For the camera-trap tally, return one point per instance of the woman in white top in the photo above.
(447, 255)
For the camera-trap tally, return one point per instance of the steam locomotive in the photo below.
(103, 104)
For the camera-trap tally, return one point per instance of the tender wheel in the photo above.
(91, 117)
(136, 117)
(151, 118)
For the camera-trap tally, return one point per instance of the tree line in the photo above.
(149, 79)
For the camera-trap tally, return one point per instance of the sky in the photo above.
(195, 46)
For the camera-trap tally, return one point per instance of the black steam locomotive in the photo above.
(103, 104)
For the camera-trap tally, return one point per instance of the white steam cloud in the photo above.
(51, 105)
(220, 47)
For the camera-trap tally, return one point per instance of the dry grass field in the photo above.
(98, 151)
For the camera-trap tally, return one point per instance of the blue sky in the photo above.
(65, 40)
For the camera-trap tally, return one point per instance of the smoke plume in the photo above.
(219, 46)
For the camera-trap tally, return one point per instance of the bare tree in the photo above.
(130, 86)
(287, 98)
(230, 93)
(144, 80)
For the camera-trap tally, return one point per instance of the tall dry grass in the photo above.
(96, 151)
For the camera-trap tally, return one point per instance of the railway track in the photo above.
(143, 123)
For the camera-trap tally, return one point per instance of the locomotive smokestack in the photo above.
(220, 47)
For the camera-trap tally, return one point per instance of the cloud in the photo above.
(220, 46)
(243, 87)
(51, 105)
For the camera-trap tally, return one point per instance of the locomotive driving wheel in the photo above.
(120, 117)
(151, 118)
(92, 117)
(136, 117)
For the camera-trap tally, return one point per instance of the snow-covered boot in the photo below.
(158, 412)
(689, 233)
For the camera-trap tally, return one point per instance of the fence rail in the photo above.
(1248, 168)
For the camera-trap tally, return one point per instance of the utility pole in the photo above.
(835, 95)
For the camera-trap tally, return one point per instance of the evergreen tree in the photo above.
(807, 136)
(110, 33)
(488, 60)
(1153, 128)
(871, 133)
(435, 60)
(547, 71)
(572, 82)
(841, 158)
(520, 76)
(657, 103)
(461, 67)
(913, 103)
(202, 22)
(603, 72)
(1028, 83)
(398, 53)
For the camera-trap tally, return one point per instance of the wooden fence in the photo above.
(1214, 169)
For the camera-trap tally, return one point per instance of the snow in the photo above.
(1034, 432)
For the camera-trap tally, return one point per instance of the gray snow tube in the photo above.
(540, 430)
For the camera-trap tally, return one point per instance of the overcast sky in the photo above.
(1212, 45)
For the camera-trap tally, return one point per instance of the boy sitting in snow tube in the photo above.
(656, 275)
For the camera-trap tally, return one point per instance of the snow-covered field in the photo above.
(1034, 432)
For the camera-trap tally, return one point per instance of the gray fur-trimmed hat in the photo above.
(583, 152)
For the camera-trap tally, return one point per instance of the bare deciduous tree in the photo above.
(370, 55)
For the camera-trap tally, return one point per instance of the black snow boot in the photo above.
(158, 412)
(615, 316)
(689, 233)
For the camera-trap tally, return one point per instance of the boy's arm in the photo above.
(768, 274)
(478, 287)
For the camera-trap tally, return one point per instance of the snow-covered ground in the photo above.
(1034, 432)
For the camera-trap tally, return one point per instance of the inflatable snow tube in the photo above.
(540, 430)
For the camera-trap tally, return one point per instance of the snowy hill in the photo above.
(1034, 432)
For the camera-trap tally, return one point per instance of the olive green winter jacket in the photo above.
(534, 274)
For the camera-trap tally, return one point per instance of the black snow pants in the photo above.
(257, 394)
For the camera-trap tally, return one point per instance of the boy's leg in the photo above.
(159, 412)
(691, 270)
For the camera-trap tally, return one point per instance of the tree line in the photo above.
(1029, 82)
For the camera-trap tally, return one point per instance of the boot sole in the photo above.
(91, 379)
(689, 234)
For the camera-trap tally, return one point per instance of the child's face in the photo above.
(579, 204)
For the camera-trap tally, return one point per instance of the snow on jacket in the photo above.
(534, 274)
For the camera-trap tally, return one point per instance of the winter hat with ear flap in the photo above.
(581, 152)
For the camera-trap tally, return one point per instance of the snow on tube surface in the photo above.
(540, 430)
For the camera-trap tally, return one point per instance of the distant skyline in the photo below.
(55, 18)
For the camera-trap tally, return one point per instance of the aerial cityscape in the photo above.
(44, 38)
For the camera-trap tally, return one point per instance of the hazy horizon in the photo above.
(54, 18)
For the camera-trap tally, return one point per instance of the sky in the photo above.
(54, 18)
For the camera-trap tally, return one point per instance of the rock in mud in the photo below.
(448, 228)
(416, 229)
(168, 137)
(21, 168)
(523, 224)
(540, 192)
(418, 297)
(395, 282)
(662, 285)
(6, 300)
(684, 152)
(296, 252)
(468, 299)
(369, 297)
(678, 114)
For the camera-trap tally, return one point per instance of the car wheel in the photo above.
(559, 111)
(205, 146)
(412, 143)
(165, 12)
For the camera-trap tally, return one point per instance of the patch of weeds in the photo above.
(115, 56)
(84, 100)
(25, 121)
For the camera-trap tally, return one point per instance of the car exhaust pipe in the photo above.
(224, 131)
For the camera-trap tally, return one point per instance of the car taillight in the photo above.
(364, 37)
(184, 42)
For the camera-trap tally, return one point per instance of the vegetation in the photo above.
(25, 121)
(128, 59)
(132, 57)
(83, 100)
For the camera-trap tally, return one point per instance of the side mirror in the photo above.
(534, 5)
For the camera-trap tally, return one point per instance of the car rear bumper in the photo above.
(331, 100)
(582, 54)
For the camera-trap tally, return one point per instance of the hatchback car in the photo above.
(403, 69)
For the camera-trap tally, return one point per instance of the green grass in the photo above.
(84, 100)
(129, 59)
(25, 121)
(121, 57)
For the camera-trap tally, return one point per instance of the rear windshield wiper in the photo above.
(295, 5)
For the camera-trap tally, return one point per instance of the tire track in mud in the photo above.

TASK: Print all of the data exactly as it was given.

FINISHED TASK:
For the camera-trap tally, return one point per instance of the woman in white top in the photo above.
(447, 255)
For the camera-trap tally, return one point per instance of the steam locomotive in the photo below.
(103, 104)
For the camera-trap tally, return one point per instance of the tender wheel in the photo above.
(91, 117)
(136, 117)
(151, 118)
For the camera-trap tally, return one point per instance of the tree line in the photo above.
(149, 79)
For the camera-trap tally, return one point per instance of the sky in the photo above.
(195, 46)
For the camera-trap tally, return one point per instance of the black steam locomotive in the photo above.
(103, 104)
For the camera-trap tally, return one point per instance of the white steam cloud in the photo above.
(51, 105)
(220, 47)
For the camera-trap tally, return one point per instance of the dry grass field in the photo above.
(98, 151)
For the camera-trap tally, return one point per instance of the blue sky in the photo above.
(65, 40)
For the camera-trap tally, return one point per instance of the smoke plume in the photo above.
(219, 46)
For the camera-trap tally, return one point per instance of the bare tree in the photo above.
(130, 86)
(287, 98)
(230, 93)
(144, 80)
For the camera-trap tally, return one point per instance of the tall dry grass in the photo above.
(96, 151)
For the camera-trap tally, return one point per instance of the railway track in the photo above.
(143, 123)
For the camera-trap tally, return one point per instance of the locomotive smokestack in the photo above.
(220, 47)
For the camera-trap tally, return one point per instance of the cloud in the photo above.
(220, 46)
(243, 87)
(51, 105)
For the camera-trap tally, return one point per instance of the locomotive driving wheel in the photo above.
(120, 117)
(151, 118)
(92, 117)
(136, 117)
For the camera-trap tally, return one point per instance of the snow-covered boot in the photo below.
(158, 412)
(689, 233)
For the camera-trap tally, return one point per instance of the fence rail in the photo above.
(1248, 168)
For the camera-trap tally, return one point per instance of the utility pole in the photo above.
(835, 95)
For the camera-trap tally, return one point per instance of the evergreen tree in the photo above.
(807, 136)
(110, 33)
(488, 60)
(1153, 128)
(871, 133)
(435, 60)
(547, 71)
(572, 82)
(841, 158)
(520, 76)
(657, 103)
(461, 67)
(913, 103)
(202, 22)
(603, 72)
(1028, 83)
(398, 53)
For the camera-trap tally, return one point per instance of the wooden fence in the photo above.
(1214, 169)
For the camera-trap tally, return one point per instance of the snow in the photo above.
(1034, 432)
For the camera-trap tally, return one point per instance of the gray snow tube in the photo above.
(540, 430)
For the camera-trap tally, return one point per instance of the overcast sky in the photo above.
(1212, 45)
For the camera-trap tally, return one point per instance of the boy sitting in snow tube in the photo above.
(656, 275)
For the camera-trap tally, return one point per instance of the snow-covered field in the photo above.
(1034, 432)
For the camera-trap tally, return one point per instance of the gray fur-trimmed hat in the photo above.
(583, 152)
For the camera-trap tally, return one point per instance of the bare deciduous tree in the photo above.
(370, 55)
For the camera-trap tally, return one point per instance of the black snow boot in the photo above.
(158, 412)
(615, 316)
(689, 233)
For the camera-trap tally, return one point per instance of the boy's arm in the photo above.
(768, 274)
(478, 287)
For the camera-trap tally, return one point per instance of the snow-covered ground in the photo above.
(1034, 432)
For the camera-trap tally, return one point per instance of the inflatable snow tube in the photo above.
(540, 430)
For the camera-trap tally, return one point per instance of the snowy hill in the photo above.
(1034, 432)
For the camera-trap tally, return one point per instance of the olive green winter jacket in the photo above.
(534, 274)
For the camera-trap tally, return one point per instance of the black snow pants in the photo above.
(257, 394)
For the camera-trap tally, return one point per instance of the boy's leg in the photo above.
(159, 412)
(691, 270)
For the camera-trap tally, return one point per instance of the tree line in the photo above.
(1029, 82)
For the camera-trap tally, return one point per instance of the boot sole in the photo above.
(91, 379)
(689, 234)
For the camera-trap tally, return one point per instance of the child's face in the photo above.
(579, 204)
For the camera-trap tally, return one point per instance of the snow on jacket in the photo above.
(534, 274)
For the camera-trap tally, return one point per instance of the winter hat with ear flap in the photo above.
(581, 152)
For the camera-trap tally, return one point per instance of the snow on tube surface in the photo above.
(540, 430)
For the camera-trap tally, return one point per instance of the distant skyline in the photo below.
(55, 18)
For the camera-trap tally, return one point per instance of the aerial cityscape in the photo above.
(44, 38)
For the camera-trap tally, return one point per instance of the hazy horizon in the photo above.
(54, 18)
For the camera-trap tally, return one point per instance of the sky in the photo above.
(54, 18)
For the camera-trap tally, return one point per instance of the rock in mud in the photo below.
(448, 228)
(416, 229)
(168, 137)
(21, 168)
(523, 224)
(540, 192)
(418, 297)
(395, 282)
(662, 285)
(6, 300)
(684, 152)
(296, 252)
(468, 299)
(369, 297)
(678, 114)
For the camera-trap tally, return one point per instance of the car wheel in the photo above.
(559, 111)
(205, 146)
(412, 143)
(165, 12)
For the camera-trap tally, return one point per instance of the patch of weeds in the photo above.
(115, 56)
(84, 100)
(25, 121)
For the camera-trap tally, return one point per instance of the car exhaust pipe in the photo above.
(224, 131)
For the camera-trap tally, return one point per instance of the car taillight in the photo above.
(364, 37)
(184, 42)
For the camera-trap tally, return one point per instance of the vegetation in the photo above.
(25, 121)
(128, 59)
(132, 57)
(83, 100)
For the camera-trap tally, return one point per instance of the side mirror in the photo above.
(534, 5)
For the camera-trap tally, return one point per instance of the car rear bumper in the photo above.
(331, 100)
(582, 54)
For the camera-trap tally, return one point per instance of the hatchback car in the photo above.
(403, 69)
For the camera-trap tally, return one point per instance of the green grass in the photo above.
(84, 100)
(129, 59)
(25, 121)
(121, 57)
For the camera-trap tally, return one point per instance of the rear windshield wiper in the photo above.
(295, 5)
For the camera-trap tally, return one point per instance of the tire track in mud in the photo above.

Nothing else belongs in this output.